Exercise directions:
Output all of the records exactly as written.

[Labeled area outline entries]
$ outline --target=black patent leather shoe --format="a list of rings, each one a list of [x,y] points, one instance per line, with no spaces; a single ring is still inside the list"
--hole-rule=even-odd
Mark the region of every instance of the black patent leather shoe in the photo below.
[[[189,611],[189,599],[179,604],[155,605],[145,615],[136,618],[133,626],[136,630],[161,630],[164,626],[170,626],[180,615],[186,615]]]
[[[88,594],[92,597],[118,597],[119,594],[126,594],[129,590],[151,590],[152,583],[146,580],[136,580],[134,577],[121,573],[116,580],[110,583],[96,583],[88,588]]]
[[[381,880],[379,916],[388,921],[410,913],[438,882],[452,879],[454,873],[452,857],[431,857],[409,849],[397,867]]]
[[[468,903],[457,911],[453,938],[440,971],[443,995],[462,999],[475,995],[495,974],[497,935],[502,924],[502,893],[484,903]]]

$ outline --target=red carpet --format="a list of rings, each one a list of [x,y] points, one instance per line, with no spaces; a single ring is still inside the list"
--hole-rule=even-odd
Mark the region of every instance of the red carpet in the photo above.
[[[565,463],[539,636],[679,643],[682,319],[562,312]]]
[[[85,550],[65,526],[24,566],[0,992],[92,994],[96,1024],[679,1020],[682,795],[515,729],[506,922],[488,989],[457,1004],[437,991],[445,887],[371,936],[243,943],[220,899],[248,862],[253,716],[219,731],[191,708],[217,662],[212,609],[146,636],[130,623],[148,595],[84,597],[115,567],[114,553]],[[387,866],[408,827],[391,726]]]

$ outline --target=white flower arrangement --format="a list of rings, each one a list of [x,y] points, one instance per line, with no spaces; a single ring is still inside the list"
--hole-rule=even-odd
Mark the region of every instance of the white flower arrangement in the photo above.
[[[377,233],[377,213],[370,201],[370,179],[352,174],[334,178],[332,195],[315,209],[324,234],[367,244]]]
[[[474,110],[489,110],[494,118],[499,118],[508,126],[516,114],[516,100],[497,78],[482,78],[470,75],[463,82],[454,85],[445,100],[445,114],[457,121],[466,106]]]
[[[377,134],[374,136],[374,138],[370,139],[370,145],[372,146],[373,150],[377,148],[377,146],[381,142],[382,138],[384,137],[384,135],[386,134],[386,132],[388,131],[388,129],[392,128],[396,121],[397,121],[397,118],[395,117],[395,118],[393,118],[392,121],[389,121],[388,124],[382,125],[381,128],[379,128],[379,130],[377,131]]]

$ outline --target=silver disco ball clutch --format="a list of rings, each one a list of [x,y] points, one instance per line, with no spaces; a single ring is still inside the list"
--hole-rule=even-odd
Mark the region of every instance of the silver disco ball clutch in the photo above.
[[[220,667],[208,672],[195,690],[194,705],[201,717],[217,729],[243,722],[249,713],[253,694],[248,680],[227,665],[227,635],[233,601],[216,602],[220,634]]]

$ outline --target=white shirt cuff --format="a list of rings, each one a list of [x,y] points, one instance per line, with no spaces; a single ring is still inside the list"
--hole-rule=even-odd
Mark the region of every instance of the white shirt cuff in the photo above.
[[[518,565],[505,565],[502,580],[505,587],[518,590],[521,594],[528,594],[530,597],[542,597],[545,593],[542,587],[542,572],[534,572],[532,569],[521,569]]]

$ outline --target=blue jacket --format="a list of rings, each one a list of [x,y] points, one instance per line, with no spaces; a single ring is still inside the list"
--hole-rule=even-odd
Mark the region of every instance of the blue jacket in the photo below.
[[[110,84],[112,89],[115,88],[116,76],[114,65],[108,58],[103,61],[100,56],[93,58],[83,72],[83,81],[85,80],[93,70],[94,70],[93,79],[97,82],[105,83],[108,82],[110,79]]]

Solved problem:
$ outline --target=black patent leather shoe --format="a list of rings, each one a list of [x,y] points, one instance per line, with no spaces; a single ring is still inside the list"
--hole-rule=even-odd
Mark the region of every instance of the black patent leather shoe in the photo below.
[[[189,611],[189,599],[179,604],[155,605],[145,615],[136,618],[133,626],[136,630],[161,630],[164,626],[170,626],[180,615],[186,615]]]
[[[88,594],[92,597],[118,597],[119,594],[126,594],[129,590],[151,590],[152,583],[146,580],[136,580],[134,577],[121,573],[116,580],[110,583],[96,583],[88,588]]]
[[[381,880],[379,916],[388,921],[410,913],[438,882],[452,879],[454,873],[452,857],[431,857],[409,849],[397,867]]]
[[[468,903],[457,911],[453,938],[440,971],[443,995],[462,999],[475,995],[495,974],[497,935],[502,924],[502,893],[484,903]]]

$ outline --target=red carpet --format="a list of rings, each one a list of [x,y] points, one instance per line, with no spaces; a single ring is still inside the list"
--hole-rule=even-odd
Mark the region of every instance of the red carpet in the photo above.
[[[565,463],[539,636],[679,643],[682,319],[562,312]]]
[[[85,550],[65,526],[24,566],[0,992],[92,994],[96,1024],[679,1020],[682,795],[515,729],[506,922],[488,989],[457,1004],[437,991],[445,887],[371,936],[243,943],[220,899],[248,862],[253,716],[219,731],[191,708],[217,662],[212,609],[146,636],[130,623],[148,595],[84,597],[115,567],[114,553]],[[387,866],[408,827],[391,726]]]

$ outline --target=white flower arrangement --format="a list of rings, each one a list of [x,y] points, one instance per line, with no spaces; a single ring is still inside the list"
--hole-rule=even-odd
Mark the region of every instance of the white flower arrangement in the photo above.
[[[377,233],[377,213],[370,201],[370,179],[352,174],[334,178],[332,195],[315,209],[324,234],[367,244]]]
[[[474,110],[489,110],[494,118],[499,118],[508,126],[516,114],[516,100],[497,78],[482,78],[470,75],[463,82],[454,85],[445,100],[445,114],[457,121],[466,106]]]
[[[377,134],[374,136],[374,138],[370,139],[370,145],[372,146],[373,150],[377,148],[377,146],[381,142],[382,138],[384,137],[384,135],[386,134],[386,132],[388,131],[388,129],[392,128],[396,121],[397,121],[397,118],[395,117],[395,118],[393,118],[392,121],[389,121],[388,124],[382,125],[381,128],[379,128],[379,130],[377,131]]]

$ outline --target=silver disco ball clutch --format="a list of rings, each one a list of [x,y] points, one instance per line, with no spaces; a single ring is still inside the list"
--hole-rule=even-odd
Mark the region of every instance of the silver disco ball clutch in the photo above.
[[[220,667],[208,672],[195,690],[194,705],[201,717],[217,729],[243,722],[249,713],[253,694],[248,680],[227,665],[227,635],[233,601],[216,602],[220,634]]]

$ outline --target=white shirt cuff --format="a list of rings, each one a list of [x,y] points, one instance per line, with no spaces; a single ring is still inside the list"
--hole-rule=even-odd
Mark the region of every instance of the white shirt cuff in the photo above.
[[[518,565],[505,565],[502,580],[505,587],[518,590],[521,594],[528,594],[530,597],[542,597],[545,593],[542,587],[542,572],[534,572],[532,569],[521,569]]]

$ outline --target=blue jacket --format="a list of rings, each one a list of [x,y] points, one instance per line, with no spaces; a single ring is still inside the list"
--hole-rule=even-odd
Mark the region of every instance of the blue jacket in the photo below.
[[[110,84],[112,89],[115,88],[116,76],[114,65],[108,58],[103,61],[100,56],[93,58],[83,72],[83,81],[85,80],[93,70],[94,70],[93,79],[97,82],[105,83],[108,82],[110,79]]]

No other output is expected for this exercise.